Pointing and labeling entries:

- - - - -

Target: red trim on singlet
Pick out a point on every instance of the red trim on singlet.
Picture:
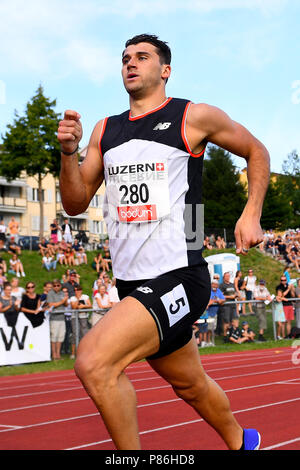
(195, 155)
(149, 112)
(101, 135)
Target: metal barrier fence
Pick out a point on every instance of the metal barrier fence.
(235, 302)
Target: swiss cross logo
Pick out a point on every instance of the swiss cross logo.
(160, 167)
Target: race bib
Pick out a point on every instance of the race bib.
(138, 192)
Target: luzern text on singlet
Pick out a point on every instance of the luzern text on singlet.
(152, 204)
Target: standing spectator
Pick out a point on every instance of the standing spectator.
(16, 266)
(239, 285)
(227, 312)
(81, 302)
(9, 305)
(279, 316)
(16, 290)
(101, 303)
(49, 262)
(71, 283)
(54, 228)
(13, 227)
(288, 294)
(250, 283)
(262, 294)
(216, 299)
(2, 231)
(67, 231)
(31, 305)
(247, 332)
(297, 293)
(57, 300)
(234, 334)
(3, 279)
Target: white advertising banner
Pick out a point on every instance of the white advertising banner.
(24, 341)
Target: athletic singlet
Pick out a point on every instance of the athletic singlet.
(153, 192)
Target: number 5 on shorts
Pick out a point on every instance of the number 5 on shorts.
(176, 304)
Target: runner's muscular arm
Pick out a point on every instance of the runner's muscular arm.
(78, 183)
(210, 124)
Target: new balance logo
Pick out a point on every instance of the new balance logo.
(162, 126)
(145, 290)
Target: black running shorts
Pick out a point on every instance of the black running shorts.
(175, 300)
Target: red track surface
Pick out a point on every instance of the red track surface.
(52, 411)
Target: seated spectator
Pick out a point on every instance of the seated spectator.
(13, 248)
(247, 332)
(101, 303)
(220, 243)
(16, 266)
(261, 293)
(43, 246)
(234, 334)
(216, 299)
(57, 300)
(3, 265)
(3, 279)
(31, 305)
(80, 302)
(279, 316)
(9, 305)
(49, 262)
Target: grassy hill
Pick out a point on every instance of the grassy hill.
(262, 265)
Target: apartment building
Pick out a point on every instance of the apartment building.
(19, 198)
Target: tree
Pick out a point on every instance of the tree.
(224, 195)
(30, 144)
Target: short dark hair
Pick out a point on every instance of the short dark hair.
(162, 47)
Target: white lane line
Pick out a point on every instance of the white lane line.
(184, 423)
(281, 444)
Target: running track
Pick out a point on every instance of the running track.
(51, 411)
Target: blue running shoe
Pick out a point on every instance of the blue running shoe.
(251, 439)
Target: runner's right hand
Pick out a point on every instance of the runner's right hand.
(69, 131)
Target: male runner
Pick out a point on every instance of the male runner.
(151, 159)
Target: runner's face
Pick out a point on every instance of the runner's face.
(141, 69)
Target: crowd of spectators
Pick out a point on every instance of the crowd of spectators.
(225, 310)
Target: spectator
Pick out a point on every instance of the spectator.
(71, 282)
(31, 305)
(113, 293)
(80, 302)
(67, 231)
(16, 266)
(57, 300)
(216, 299)
(54, 228)
(247, 332)
(49, 262)
(297, 293)
(234, 334)
(13, 228)
(239, 285)
(3, 278)
(288, 294)
(16, 290)
(9, 305)
(279, 316)
(250, 283)
(227, 312)
(262, 294)
(13, 248)
(2, 231)
(101, 303)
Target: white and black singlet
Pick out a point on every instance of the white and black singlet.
(152, 209)
(153, 192)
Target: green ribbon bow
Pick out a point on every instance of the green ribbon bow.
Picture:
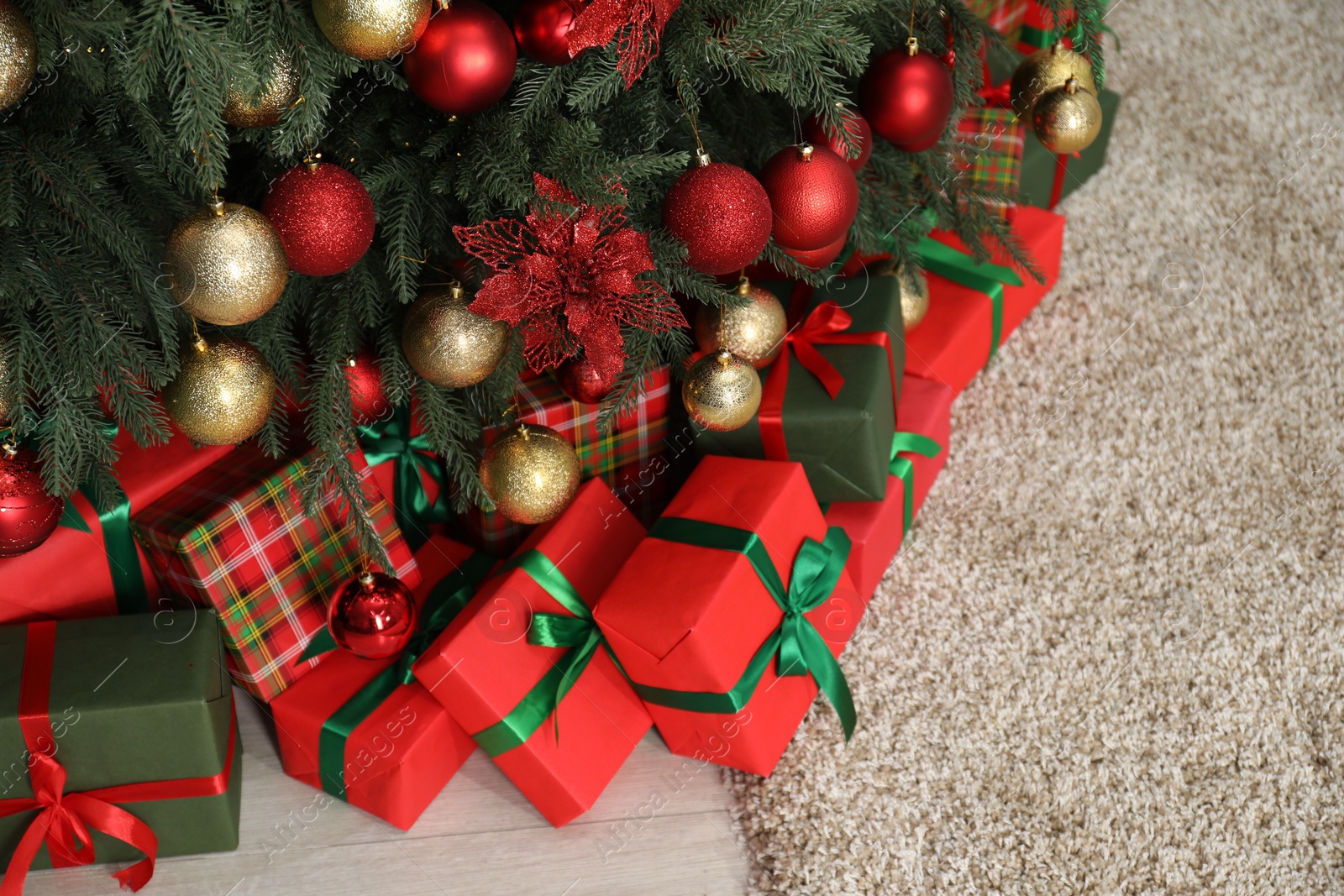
(444, 602)
(905, 468)
(413, 456)
(128, 579)
(800, 647)
(575, 631)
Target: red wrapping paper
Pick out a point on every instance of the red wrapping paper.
(877, 528)
(481, 667)
(690, 618)
(67, 578)
(403, 754)
(952, 344)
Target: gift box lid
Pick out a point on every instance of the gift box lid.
(691, 618)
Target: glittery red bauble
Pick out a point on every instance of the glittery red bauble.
(27, 513)
(542, 29)
(906, 100)
(465, 60)
(373, 616)
(855, 125)
(582, 382)
(813, 196)
(323, 215)
(722, 214)
(367, 398)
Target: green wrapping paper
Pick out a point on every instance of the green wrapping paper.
(132, 699)
(843, 443)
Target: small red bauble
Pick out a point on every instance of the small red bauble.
(367, 398)
(373, 617)
(465, 60)
(907, 98)
(27, 513)
(582, 382)
(542, 29)
(722, 214)
(323, 215)
(855, 125)
(813, 196)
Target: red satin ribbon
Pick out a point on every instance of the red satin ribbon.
(65, 820)
(823, 327)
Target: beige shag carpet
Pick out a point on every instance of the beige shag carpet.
(1110, 660)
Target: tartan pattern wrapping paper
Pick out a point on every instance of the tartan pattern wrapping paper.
(235, 537)
(622, 457)
(990, 145)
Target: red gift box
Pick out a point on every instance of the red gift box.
(956, 338)
(490, 671)
(696, 617)
(356, 730)
(235, 537)
(920, 452)
(91, 566)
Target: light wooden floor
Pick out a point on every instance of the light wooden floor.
(480, 836)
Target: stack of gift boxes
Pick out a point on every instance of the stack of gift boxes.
(701, 584)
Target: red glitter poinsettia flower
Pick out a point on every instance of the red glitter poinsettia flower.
(568, 277)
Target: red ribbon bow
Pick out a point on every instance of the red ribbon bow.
(65, 820)
(824, 325)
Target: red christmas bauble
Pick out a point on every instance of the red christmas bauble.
(722, 214)
(542, 29)
(465, 60)
(582, 382)
(27, 513)
(813, 196)
(906, 100)
(323, 215)
(367, 398)
(855, 125)
(373, 616)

- - - - -

(Exercise)
Express the part of the records that opens with the line containing "Target: red christmas bauble" and runs through the end of the records as a Markdown table with the columns Row and Line. Number each row and leave out blank lines.

(Correct output)
| Row | Line |
|---|---|
| 1 | Target: red christmas bauble |
| 2 | Pick out a point on every instance of the red christmas bauble. |
| 3 | (722, 214) |
| 4 | (542, 29) |
| 5 | (465, 60) |
| 6 | (582, 382) |
| 7 | (27, 513) |
| 8 | (813, 196) |
| 9 | (906, 100) |
| 10 | (323, 215) |
| 11 | (367, 398) |
| 12 | (855, 125) |
| 13 | (373, 616) |